*PETUNJUK*.
1) Jawab pertanyaan berikut berdasarkan petikan dokumen:
(a) Menurut penutur, ilusi yang dialaminya berasal dari apa?
(b) Berapa lama kira-kira mereka sudah bermain saat Bali Bandidos ditutup?
(c) Selain kru, apa tugas Budy di band itu?
2) Tuliskan semua hal yang menurut petikan dokumen diminta orang-orang di kerumunan dengan kata "minta".

*PETIKAN DOKUMEN*.
.....

Tapi... mari lihat dari sisi yang berbeda. Saya selalu melakukan itu. Lupakan teror paranoid barusan, itu terlalu gelap. Lawan rasa takut yang menyerang. Terlebih, ini hanya ilusi jamur, bukan apa-apa – atau anggap saja seperti itu. Genggam dia, tekan dengan geraham jika coba-coba muncul. Kuasai keadaannya. Ingat, ini bisa juga jadi menyenangkan. Lagipula semua baru akan terjadi kira-kira paling cepat satu jam lagi, jadi untuk apa khawatir. Tarik nafas, bakar rokok dan bicaralah secara normal. Ubah persepsinya. Gunakan kepekaannya demi keindahan. Yakinkan itu di kepala dan semua akan terkendali.

***

Ketika Hydrant selesai main saya sudah berada lagi di dalam di dekat Topper yang sudah mandi keringat dan sedang berdiri di atas bass drum-nya, menghajar simbal untuk menutup Bali Bandidos. Kurang lebih dua jam sudah mereka bermain. Saya segera melirik Budy, kru mereka yang juga bertugas sebagai juru foto band, memberinya kode untuk beberes alat sementara saya memanggil dan menyiapkan kesediaan mobil boks di luar.

Segera setelah semuanya aman kami kembali bercampur ke kerumunan di meja, yang sekarang sudah sangat ramai dengan melubernya orang-orang – mungkin seluruh jemaat malam ini, menghampiri, berbincang, minta foto, minta tanda tangan, minta bir, minta nomor telepon dan minta apapun yang bisa dilakukan seseorang jika mengagumi. Malam itu, Leonardo, dan khususnya The Hydrant dikerubuti hal-hal seperti itu. Dan mereka kelihatan sedang menikmatinya, tentu saja, apa yang lebih menyenangkan daripada mengetahui kalau orang-orang telah dibuat berbahagia akibat penampilan kalian. Misi pertunjukan sudah dilaksanakan dengan sangat baik, kini saatnya bersenang-senang, teman-teman.

.....

*DATA TERSEDIA*.
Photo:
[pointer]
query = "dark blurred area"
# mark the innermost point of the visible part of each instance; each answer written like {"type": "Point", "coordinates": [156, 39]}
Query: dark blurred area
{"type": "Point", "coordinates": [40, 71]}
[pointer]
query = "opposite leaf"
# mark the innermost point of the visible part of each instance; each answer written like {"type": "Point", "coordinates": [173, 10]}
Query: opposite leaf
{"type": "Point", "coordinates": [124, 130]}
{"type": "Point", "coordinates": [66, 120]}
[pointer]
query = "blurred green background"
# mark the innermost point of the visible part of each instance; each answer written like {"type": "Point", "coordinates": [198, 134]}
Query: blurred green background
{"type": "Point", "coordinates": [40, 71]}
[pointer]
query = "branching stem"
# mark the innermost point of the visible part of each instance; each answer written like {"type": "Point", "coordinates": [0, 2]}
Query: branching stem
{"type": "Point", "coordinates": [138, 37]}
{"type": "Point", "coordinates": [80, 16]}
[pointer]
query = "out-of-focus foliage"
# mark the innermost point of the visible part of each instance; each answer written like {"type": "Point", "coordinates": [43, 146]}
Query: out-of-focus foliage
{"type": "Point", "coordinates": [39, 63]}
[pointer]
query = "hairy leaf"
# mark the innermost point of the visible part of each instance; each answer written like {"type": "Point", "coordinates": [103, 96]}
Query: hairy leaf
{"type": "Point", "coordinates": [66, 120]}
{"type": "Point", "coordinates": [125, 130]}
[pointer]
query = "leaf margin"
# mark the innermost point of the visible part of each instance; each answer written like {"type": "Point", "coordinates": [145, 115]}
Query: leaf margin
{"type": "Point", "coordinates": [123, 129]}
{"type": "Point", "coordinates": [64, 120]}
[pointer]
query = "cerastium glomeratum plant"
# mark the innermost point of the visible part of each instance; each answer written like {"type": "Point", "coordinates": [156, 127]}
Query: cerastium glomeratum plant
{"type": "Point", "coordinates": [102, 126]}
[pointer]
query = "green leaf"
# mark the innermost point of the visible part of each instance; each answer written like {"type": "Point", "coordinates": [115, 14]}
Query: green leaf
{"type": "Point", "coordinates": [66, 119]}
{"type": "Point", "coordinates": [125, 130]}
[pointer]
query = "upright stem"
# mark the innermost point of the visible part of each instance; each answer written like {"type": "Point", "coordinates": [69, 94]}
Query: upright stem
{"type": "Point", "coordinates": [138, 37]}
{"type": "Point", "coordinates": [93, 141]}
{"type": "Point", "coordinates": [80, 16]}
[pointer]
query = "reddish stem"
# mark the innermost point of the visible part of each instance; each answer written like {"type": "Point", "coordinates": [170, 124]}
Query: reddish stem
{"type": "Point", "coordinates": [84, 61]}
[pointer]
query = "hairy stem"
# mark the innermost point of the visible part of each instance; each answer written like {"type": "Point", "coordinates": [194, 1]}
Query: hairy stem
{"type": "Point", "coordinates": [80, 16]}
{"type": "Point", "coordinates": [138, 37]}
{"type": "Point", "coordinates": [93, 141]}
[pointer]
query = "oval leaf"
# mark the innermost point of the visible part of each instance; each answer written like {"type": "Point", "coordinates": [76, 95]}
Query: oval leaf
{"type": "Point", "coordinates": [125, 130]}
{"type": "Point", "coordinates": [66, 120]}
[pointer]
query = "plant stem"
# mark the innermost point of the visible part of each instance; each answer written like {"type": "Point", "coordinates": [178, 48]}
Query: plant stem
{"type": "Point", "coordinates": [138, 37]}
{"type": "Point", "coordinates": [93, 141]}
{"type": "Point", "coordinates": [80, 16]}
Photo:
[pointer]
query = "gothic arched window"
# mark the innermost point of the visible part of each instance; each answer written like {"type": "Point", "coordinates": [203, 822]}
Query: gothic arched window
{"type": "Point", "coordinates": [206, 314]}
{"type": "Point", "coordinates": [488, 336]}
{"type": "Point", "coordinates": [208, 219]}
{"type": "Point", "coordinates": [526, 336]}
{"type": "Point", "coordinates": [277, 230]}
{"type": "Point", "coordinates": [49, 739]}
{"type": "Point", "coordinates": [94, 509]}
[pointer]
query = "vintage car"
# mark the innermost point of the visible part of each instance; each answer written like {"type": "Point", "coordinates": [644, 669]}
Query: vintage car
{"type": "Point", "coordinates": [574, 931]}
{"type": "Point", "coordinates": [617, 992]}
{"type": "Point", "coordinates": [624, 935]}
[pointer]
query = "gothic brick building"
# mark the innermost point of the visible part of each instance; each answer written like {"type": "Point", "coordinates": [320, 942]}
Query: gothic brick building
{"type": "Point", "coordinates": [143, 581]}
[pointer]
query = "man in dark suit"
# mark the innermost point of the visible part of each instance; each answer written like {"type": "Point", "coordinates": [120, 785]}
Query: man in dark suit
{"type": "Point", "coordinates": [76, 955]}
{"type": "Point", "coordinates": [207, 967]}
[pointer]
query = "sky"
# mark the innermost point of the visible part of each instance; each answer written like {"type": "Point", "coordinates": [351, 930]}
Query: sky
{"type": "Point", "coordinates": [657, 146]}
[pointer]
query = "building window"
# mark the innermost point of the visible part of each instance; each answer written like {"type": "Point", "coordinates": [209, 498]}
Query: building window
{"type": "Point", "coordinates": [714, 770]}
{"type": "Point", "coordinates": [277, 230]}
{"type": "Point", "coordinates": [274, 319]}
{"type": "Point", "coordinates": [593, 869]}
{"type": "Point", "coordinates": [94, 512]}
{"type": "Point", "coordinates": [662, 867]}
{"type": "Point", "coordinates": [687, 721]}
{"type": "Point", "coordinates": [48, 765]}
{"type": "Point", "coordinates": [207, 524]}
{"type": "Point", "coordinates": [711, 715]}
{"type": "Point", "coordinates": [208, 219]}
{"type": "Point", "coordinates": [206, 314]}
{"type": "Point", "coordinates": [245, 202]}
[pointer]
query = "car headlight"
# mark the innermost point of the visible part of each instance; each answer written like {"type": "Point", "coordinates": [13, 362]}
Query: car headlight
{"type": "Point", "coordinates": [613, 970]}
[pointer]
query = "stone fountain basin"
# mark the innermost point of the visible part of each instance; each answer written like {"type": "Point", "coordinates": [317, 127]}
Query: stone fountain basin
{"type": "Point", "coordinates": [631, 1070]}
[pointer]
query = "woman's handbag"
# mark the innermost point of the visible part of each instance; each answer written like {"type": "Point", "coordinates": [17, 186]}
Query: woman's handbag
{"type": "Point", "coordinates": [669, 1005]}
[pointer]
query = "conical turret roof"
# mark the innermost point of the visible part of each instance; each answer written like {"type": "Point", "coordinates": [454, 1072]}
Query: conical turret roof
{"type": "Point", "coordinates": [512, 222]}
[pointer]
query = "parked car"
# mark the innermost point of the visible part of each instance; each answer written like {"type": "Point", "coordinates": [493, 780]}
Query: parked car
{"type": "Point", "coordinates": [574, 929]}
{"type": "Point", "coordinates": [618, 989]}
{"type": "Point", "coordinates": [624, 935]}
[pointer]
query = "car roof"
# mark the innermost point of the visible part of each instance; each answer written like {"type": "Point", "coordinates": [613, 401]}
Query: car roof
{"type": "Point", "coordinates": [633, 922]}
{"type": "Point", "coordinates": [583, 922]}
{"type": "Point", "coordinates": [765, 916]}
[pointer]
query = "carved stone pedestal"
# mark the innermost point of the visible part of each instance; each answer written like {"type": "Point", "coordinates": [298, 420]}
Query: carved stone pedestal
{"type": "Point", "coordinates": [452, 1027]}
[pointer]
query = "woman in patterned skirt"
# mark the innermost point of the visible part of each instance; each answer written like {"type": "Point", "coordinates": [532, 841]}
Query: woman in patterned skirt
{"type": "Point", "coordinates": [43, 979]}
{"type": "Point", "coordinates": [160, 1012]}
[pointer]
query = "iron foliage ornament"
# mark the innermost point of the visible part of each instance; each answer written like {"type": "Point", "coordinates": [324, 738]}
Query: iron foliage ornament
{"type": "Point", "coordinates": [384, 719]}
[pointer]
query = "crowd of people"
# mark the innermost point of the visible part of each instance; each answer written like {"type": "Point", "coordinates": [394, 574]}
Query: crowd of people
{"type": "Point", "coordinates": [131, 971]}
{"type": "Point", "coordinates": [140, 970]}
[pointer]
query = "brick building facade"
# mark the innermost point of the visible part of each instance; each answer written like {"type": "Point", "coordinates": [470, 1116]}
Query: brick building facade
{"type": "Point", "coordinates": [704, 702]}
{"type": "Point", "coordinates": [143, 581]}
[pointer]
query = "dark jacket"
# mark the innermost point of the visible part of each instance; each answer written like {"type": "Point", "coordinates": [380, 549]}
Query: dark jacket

.....

*JAWABAN LENGKAP*.
1)
(a) Dari jamur.
(b) Kurang lebih dua jam.
(c) Juru foto band.

2) Foto, tanda tangan, bir, nomor telepon, dan apa pun yang bisa dilakukan seseorang jika mengagumi.